** Excerpt follows **

Catholic Culture Liturgical Living
Catholic Culture Liturgical Living

transubstantiation

By Diogenes ( articles ) | Dec 12, 2006

The photo comes from the BBC and shows a lass in Chitral, Pakistan, on the way back to the barn after some high-altitude harvesting. Studying the image for a few minutes and wondering what the yield of the wheat on her back might be, I got to thinking about the effort of plowing, sowing, reaping, threshing, winnowing and milling entailed in the task of scraping a meal out of the earth -- and its connection to our use of wheaten bread in the Eucharist. At every Mass we hear the priest pray

Blessed are you Lord, God of all creation. Through your goodness we have this bread to offer, which earth has given and human hands have made ...

For most of us Web-rats, this means other hands, and by that fact we are separated from the huge majority of persons who have heard that prayer throughout the ages: folks for whom bread was not something you plucked off a supermarket shelf, but the outcome of exertions you could still feel in your shoulder muscles. The bread carried to the altar in the Offertory was, true, a symbol of divine grace aiding human effort, but it was more than a symbol -- both the effort and the grace were too obvious to be denied.

Take another glance at the girl, and think for a moment about the total food value (calories, protein, &c.) of the double-handful or so of grain yielded by the pair of modest sheaves she's hefting. I don't know what it is, but when it's measured against what the human body burns off in the process of getting it from the field to the table in the form of bread or porridge, it's going to be pretty close to a zero-sum effort. Our young harvester won't be getting fat on it. Here too the contrast with our own situation is stark. Not only are (relatively) few Westerners engaged in producing grain, but each worker vastly out-produces what he needs for his own sustenance. The disparity is not only economic, it's sacramental. There's a different spiritual relation between, on the one hand, a man and the bread that keeps him from starving, and between, on the other hand, a man and the bread that represents a guilty lapse from his Atkins diet. (To change the image somewhat, have you ever mentally congratulated yourself on a Davy-Crockett-Laura-Ingalls-Wilder rusticity -- not because you'd built a log cabin with a Bowie knife -- but because you purchased a loaf of unbleached multi-grain in preference to Wonder Bread?)

** End of Excerpt **
** Source data follows **

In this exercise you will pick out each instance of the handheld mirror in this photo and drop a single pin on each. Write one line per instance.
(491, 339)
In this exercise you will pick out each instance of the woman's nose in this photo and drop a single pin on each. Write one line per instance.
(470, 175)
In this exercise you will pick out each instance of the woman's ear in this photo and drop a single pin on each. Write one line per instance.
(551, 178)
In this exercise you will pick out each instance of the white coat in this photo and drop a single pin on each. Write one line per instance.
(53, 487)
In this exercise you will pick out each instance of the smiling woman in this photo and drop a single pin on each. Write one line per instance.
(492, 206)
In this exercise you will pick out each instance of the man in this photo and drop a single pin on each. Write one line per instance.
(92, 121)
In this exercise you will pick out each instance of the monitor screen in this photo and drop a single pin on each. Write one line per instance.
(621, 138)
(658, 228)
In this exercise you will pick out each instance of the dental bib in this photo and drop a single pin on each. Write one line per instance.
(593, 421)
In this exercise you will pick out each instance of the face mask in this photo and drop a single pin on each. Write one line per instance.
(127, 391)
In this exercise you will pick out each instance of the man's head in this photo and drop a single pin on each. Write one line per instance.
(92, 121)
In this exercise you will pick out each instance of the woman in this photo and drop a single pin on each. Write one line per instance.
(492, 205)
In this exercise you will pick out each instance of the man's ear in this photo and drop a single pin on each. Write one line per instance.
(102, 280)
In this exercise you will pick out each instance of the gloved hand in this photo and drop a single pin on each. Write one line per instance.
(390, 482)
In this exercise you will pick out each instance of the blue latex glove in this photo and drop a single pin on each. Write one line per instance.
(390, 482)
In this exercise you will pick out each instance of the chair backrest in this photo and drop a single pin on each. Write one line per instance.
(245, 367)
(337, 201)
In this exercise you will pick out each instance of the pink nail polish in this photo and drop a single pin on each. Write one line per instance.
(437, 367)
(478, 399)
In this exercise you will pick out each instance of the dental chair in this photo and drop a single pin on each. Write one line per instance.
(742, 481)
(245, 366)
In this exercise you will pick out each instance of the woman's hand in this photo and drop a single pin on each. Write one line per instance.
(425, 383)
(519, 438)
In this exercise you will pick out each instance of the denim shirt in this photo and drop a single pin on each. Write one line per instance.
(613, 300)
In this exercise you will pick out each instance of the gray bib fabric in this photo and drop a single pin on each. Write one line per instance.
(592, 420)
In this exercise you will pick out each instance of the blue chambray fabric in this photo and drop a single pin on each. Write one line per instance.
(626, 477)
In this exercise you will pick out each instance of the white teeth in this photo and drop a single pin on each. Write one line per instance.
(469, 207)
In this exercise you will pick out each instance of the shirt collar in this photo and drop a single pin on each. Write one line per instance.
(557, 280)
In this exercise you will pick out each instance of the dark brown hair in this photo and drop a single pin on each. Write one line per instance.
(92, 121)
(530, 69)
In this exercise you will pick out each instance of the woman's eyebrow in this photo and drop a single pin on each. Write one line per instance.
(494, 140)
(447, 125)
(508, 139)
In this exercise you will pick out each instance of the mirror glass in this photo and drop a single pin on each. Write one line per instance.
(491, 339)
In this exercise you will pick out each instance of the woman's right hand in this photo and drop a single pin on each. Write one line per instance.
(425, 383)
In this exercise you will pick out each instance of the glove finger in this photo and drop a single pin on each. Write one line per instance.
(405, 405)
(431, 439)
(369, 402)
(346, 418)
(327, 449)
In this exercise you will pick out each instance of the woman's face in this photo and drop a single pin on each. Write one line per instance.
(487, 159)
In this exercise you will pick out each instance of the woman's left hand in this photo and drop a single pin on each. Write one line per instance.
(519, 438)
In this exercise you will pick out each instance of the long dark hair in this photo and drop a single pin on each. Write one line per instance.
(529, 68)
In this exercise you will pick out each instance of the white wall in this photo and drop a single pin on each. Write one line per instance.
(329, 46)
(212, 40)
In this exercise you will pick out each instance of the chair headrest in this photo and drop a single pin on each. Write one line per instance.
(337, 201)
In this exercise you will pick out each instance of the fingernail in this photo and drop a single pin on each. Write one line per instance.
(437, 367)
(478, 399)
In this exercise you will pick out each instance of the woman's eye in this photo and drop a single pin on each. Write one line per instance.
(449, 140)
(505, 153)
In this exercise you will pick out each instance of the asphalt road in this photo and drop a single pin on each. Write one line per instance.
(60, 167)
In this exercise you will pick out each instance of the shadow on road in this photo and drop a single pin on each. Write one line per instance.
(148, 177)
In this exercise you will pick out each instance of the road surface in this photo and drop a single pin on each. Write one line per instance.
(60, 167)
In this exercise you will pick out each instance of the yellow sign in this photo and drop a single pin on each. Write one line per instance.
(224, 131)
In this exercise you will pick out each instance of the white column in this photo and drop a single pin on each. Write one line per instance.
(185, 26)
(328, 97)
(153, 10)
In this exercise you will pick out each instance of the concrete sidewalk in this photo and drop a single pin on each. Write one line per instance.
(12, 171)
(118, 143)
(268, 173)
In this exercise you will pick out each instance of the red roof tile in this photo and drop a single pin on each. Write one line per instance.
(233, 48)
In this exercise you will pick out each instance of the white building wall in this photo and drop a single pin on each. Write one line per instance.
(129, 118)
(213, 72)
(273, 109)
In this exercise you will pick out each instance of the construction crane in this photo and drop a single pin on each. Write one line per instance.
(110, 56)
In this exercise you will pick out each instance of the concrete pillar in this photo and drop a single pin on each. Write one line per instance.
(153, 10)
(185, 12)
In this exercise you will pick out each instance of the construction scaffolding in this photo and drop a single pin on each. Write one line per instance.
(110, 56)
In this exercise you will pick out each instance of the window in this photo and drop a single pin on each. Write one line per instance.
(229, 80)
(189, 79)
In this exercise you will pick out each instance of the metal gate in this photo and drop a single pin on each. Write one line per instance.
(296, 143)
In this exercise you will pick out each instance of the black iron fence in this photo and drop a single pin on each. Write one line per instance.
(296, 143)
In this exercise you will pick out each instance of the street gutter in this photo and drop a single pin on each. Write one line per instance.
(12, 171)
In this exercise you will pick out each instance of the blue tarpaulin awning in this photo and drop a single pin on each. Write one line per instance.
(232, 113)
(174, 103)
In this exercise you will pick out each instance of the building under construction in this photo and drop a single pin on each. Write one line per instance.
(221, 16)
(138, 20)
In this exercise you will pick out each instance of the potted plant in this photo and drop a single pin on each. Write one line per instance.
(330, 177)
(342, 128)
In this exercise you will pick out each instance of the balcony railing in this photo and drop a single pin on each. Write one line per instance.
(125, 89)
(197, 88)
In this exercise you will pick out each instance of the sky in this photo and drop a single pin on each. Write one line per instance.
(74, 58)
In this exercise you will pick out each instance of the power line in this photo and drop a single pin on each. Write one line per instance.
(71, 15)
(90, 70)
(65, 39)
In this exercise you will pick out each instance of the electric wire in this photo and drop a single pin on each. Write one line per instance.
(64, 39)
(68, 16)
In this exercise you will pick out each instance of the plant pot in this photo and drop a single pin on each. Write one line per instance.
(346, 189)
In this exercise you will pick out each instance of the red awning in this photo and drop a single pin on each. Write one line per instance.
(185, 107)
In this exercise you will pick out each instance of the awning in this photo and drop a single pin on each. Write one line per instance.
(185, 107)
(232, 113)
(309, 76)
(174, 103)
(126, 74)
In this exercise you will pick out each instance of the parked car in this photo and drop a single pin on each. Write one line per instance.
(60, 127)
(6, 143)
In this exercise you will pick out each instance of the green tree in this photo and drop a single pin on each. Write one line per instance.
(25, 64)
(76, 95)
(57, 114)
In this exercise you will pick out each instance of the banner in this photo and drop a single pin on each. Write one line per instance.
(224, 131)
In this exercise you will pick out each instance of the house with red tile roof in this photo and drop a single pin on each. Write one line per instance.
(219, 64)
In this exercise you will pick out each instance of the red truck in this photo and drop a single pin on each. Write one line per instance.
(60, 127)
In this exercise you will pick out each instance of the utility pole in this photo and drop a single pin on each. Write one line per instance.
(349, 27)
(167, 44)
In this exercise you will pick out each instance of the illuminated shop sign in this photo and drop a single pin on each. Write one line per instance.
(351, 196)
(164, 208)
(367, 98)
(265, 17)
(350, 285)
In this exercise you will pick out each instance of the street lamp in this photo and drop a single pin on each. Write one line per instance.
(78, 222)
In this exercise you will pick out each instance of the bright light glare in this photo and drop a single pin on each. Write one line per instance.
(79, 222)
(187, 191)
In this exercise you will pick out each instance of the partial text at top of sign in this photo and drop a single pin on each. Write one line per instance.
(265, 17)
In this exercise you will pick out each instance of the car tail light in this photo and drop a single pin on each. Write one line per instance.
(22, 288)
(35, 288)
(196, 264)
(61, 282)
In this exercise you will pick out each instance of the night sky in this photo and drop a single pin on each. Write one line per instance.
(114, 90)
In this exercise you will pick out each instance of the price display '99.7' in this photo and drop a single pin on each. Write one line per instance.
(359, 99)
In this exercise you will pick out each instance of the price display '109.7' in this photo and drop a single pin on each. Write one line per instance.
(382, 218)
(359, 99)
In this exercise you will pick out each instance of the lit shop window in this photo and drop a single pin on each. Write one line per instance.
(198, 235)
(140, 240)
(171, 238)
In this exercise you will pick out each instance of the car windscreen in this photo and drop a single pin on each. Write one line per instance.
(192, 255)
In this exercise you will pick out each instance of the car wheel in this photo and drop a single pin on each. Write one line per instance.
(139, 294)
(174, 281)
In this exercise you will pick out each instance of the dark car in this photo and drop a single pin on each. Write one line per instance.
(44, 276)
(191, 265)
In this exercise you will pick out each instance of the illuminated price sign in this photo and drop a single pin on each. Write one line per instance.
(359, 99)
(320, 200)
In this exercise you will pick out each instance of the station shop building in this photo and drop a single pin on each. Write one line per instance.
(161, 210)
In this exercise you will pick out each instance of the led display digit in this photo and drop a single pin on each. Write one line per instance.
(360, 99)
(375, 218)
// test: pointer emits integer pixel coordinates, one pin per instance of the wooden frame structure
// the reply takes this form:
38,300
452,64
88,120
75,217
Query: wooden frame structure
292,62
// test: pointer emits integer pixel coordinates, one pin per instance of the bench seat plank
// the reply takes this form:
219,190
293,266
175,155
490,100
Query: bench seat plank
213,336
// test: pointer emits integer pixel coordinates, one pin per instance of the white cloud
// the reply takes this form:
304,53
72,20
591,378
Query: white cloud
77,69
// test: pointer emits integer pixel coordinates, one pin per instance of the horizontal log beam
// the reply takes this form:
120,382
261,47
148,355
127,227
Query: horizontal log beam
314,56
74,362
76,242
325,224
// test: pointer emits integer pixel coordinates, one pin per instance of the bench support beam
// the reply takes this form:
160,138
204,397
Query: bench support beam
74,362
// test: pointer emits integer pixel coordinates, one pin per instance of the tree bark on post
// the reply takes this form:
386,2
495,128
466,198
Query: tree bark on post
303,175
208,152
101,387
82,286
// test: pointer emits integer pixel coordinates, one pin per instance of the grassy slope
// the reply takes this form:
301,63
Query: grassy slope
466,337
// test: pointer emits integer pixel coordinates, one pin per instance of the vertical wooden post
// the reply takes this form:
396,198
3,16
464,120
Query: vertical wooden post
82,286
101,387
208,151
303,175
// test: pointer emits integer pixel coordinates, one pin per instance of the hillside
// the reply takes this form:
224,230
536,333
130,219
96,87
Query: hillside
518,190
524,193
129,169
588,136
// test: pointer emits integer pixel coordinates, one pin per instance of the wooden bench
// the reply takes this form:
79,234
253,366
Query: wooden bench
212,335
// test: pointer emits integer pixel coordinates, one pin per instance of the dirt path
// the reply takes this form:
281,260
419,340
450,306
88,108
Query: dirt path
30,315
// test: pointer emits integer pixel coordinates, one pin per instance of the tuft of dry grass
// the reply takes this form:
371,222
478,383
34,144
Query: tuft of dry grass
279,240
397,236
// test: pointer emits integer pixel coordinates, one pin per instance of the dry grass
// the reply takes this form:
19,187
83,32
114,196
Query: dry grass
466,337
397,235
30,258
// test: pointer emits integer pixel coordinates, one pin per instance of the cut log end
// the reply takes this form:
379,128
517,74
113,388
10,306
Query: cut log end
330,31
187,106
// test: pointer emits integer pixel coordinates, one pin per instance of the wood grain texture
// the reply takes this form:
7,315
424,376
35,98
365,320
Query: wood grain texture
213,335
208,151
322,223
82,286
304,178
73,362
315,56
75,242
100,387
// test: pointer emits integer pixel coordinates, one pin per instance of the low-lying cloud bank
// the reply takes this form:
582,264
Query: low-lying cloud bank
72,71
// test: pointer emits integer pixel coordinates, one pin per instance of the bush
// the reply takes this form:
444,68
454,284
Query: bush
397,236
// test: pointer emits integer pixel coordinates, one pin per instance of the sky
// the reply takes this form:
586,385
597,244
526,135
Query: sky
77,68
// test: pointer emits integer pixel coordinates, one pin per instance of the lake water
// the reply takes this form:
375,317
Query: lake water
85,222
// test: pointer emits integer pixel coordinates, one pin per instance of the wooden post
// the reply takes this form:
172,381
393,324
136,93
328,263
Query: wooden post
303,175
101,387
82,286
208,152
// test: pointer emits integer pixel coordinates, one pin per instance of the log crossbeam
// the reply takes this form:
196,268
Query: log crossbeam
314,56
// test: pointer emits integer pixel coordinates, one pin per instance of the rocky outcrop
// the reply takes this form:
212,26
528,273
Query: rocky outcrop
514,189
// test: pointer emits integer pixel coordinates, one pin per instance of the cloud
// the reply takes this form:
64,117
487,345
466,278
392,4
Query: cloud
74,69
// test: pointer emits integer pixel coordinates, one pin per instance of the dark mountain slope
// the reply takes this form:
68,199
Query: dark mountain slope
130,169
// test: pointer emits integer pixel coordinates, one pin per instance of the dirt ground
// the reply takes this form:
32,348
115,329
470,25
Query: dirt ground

** End of Source data **

Actions to take:
(a) In the column about wheaten bread and the Eucharist, where is the girl in the photo from?
(b) Echo the part of the column about wheaten bread and the Eucharist from "Blessed are you" to "to be denied.".
(c) Translate this sentence from the column about wheaten bread and the Eucharist into Spanish: "Our young harvester won't be getting fat on it."

List of solutions:
(a) Chitral, Pakistan

(b)
Blessed are you Lord, God of all creation. Through your goodness we have this bread to offer, which earth has given and human hands have made ...

For most of us Web-rats, this means other hands, and by that fact we are separated from the huge majority of persons who have heard that prayer throughout the ages: folks for whom bread was not something you plucked off a supermarket shelf, but the outcome of exertions you could still feel in your shoulder muscles. The bread carried to the altar in the Offertory was, true, a symbol of divine grace aiding human effort, but it was more than a symbol -- both the effort and the grace were too obvious to be denied.

(c) Nuestra joven cosechadora no va a engordar con eso.